> **Assignment**: Print every line below exactly as written, but leave the pictures behind.

> **Extracted information**:
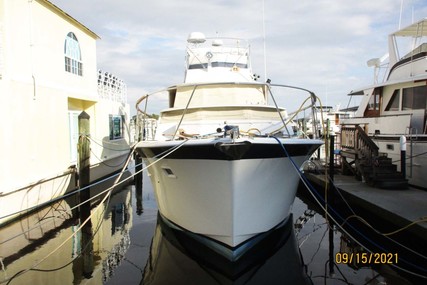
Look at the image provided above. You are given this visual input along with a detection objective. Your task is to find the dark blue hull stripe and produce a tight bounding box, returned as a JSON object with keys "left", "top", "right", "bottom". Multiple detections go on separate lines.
{"left": 137, "top": 141, "right": 320, "bottom": 161}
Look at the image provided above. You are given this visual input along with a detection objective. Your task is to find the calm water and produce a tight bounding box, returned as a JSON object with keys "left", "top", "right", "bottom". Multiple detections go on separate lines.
{"left": 0, "top": 171, "right": 424, "bottom": 284}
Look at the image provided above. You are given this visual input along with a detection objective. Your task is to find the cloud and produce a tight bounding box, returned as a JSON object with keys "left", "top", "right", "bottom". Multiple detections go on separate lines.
{"left": 51, "top": 0, "right": 427, "bottom": 115}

> **Answer below**:
Look at the image provided above. You are given this visual input along with a detection objective. Your task is to find the dark blue hull stripe and produce a tight bounding box, returned as a JSON object with keys "left", "top", "right", "bottom". Multiple detections go on separate lines.
{"left": 137, "top": 141, "right": 320, "bottom": 161}
Look at the image provided above. You are given this visual input along with a detection objective. Your task is to find the calm water and produce a tight bounding box, returned as a JSON object with keys "left", "top", "right", "bottom". Multiple detections go on separate lines.
{"left": 0, "top": 171, "right": 424, "bottom": 284}
Look at the image provided above. You are given this visual input along with a detection objective. Your task is to find the cloud and produce a tight bounding box, returned as a JSON object with keys "left", "top", "right", "bottom". Multiple detections go on separate lines.
{"left": 51, "top": 0, "right": 427, "bottom": 115}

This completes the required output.